(Set exercise) Reproduce the line that contains "Could you point out the flag" and every line after it through the end of the records, exactly, with nothing added.

— BEGIN Source data —

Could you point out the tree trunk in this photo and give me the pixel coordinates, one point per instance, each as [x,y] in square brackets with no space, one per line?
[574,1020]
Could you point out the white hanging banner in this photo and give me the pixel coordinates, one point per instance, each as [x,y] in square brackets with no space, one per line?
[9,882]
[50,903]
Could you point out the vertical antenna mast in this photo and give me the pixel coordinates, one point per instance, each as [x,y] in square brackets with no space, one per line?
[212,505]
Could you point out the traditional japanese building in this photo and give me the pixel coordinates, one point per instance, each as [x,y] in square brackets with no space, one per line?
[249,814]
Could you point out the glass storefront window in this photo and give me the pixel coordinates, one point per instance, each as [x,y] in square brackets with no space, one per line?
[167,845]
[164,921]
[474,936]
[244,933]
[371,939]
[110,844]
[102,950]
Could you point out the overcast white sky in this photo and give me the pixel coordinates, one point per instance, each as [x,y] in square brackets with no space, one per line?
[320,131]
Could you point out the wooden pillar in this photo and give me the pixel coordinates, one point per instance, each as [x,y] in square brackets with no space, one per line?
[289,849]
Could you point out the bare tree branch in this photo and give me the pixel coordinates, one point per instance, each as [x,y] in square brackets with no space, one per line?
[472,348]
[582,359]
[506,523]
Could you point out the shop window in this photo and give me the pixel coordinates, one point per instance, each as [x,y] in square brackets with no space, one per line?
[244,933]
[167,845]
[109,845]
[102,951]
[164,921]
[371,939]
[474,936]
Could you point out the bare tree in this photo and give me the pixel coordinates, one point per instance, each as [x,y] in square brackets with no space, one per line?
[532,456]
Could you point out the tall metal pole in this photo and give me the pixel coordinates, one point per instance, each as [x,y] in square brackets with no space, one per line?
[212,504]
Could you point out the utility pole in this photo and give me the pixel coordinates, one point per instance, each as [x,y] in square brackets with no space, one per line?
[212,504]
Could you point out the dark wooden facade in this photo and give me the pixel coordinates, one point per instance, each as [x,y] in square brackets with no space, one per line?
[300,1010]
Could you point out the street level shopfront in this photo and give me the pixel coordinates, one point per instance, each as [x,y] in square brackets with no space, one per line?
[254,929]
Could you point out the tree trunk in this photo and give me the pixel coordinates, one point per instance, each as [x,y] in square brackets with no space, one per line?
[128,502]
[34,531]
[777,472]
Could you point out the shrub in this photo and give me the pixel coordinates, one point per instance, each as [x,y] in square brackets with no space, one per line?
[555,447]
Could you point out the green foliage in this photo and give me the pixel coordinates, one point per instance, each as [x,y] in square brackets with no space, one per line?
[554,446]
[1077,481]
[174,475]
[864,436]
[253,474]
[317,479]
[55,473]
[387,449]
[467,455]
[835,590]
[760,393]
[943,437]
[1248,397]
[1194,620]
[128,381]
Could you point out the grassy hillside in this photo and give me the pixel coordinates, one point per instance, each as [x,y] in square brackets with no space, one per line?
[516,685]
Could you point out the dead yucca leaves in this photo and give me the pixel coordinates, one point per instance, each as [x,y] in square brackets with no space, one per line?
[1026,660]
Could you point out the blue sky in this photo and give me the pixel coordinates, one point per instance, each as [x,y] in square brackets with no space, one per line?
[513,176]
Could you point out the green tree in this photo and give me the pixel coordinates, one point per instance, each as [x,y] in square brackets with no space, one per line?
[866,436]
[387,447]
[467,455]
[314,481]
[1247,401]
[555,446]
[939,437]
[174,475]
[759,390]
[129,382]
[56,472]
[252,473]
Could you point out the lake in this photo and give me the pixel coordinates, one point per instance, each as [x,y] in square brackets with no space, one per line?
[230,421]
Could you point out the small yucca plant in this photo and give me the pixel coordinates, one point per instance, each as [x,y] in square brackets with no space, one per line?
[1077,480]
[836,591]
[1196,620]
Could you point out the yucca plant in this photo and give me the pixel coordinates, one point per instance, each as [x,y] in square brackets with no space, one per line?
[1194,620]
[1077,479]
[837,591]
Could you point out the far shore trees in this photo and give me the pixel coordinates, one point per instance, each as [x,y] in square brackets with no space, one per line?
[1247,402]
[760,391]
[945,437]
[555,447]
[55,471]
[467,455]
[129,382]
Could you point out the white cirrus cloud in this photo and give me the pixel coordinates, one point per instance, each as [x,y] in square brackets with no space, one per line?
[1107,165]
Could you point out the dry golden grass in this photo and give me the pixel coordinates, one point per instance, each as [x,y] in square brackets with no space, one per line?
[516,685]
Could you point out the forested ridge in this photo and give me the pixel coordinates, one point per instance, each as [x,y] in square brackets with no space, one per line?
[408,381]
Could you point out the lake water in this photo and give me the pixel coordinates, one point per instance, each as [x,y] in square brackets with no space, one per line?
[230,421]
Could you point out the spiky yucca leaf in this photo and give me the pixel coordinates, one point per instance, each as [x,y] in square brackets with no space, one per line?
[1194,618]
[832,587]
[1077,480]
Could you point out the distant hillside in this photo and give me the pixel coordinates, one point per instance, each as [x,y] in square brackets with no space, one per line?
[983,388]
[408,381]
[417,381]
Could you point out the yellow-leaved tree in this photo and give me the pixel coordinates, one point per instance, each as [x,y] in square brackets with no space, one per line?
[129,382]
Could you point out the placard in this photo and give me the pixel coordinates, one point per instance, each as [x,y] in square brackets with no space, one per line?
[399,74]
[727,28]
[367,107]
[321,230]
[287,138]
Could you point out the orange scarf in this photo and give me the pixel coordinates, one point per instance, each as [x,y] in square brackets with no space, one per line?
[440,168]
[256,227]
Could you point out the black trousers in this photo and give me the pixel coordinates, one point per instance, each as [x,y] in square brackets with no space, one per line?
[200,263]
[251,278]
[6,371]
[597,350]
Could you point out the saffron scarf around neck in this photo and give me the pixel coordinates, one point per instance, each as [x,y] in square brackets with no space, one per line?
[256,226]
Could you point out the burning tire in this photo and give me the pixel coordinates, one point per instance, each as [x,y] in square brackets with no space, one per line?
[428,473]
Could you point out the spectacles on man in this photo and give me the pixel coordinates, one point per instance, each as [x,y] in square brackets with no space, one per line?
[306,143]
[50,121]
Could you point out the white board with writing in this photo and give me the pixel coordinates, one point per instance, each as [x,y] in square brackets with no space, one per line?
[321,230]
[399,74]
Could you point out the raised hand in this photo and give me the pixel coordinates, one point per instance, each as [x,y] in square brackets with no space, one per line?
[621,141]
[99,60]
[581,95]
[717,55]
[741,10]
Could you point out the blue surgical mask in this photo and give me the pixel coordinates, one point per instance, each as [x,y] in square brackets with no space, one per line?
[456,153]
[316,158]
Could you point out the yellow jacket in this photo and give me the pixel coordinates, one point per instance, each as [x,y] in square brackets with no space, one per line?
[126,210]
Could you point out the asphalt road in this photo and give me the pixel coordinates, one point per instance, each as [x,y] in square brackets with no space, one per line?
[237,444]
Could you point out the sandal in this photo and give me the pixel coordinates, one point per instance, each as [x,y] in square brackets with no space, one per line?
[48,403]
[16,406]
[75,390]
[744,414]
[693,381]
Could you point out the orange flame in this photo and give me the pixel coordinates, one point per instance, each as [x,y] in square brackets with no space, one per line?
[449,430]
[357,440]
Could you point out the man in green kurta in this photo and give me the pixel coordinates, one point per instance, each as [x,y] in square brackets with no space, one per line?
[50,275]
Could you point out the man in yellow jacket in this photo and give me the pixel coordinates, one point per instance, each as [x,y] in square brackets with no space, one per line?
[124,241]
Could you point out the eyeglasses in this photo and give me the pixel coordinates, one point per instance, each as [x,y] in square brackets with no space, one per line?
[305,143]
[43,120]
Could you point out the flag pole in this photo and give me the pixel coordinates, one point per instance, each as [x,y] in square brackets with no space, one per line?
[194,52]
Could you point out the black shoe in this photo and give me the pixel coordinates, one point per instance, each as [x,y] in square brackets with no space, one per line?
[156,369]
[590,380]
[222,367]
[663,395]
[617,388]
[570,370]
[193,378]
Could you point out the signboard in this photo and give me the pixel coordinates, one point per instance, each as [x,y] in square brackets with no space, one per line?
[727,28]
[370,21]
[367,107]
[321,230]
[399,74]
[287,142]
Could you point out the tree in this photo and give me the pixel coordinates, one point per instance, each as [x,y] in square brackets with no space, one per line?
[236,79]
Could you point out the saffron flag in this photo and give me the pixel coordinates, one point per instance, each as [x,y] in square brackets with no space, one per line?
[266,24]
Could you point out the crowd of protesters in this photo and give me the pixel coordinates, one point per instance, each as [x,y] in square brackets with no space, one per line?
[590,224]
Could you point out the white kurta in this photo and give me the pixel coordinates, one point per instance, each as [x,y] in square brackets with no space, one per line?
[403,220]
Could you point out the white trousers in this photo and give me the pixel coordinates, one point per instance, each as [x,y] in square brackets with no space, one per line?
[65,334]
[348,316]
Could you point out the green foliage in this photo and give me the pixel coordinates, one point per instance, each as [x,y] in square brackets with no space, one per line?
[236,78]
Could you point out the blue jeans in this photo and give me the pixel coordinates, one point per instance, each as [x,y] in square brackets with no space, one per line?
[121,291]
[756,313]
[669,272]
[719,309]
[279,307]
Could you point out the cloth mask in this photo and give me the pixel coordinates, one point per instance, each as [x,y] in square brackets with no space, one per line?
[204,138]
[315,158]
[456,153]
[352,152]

— END Source data —

(Result)
Could you point out the flag pole in this photo and give me the pixel coordinates, one point per instance, each as [x,y] in square brackets with no space, one per line?
[194,52]
Could you point out the black shoe in this photo and give me the pixel coordinates, one point per instance, each as [x,y] in square brackets with no space, one per line?
[156,369]
[590,380]
[222,367]
[663,395]
[617,388]
[570,370]
[193,378]
Could you point out the signboard in this photo and give me the pixel coordinates, one point per instance, each as [x,y] in square brackets with no space, one per line?
[727,28]
[370,21]
[367,107]
[321,230]
[399,74]
[287,142]
Could you point out the tree in this photo and give me the pixel coordinates, one point per instance, each as [x,y] in square brackets with no space, one per line?
[236,79]
Could you point out the saffron flag in this photo and give me the pixel coordinates, one point per instance, each as [x,y] in square brackets with no space, one per line?
[266,24]
Could you point out the crowd of protesters in this photo and give me the pixel coordinates, one point per instance, each as [x,y] in square brackets with no space, one per line?
[590,224]
Could you point out the white kurta in this photo and give me the pixel coordinates, one point per instance, each as [x,y] in square brackets with no space, one per line?
[403,220]
Could you point out the white trousers in this photo and give me the pixel coordinates, one point per instance, each as [x,y] in square brackets with no space, one per line?
[65,334]
[348,316]
Could you point out the green foliage in this photo and give me the pixel coordinates, one point per instance, each as [x,y] in square brackets with no space, one per line?
[236,78]
Could you point out the blue jeans in this photo and give me the pixel coordinates, one point per instance, each as [x,y] in square brackets with no space, one per line?
[121,291]
[756,313]
[669,272]
[719,309]
[279,307]
Could you point out the cloth mask in this photo and give me the pixel coordinates, one point per instance, each as [x,y] in square brackets with no space, one per line?
[204,138]
[315,158]
[456,153]
[352,152]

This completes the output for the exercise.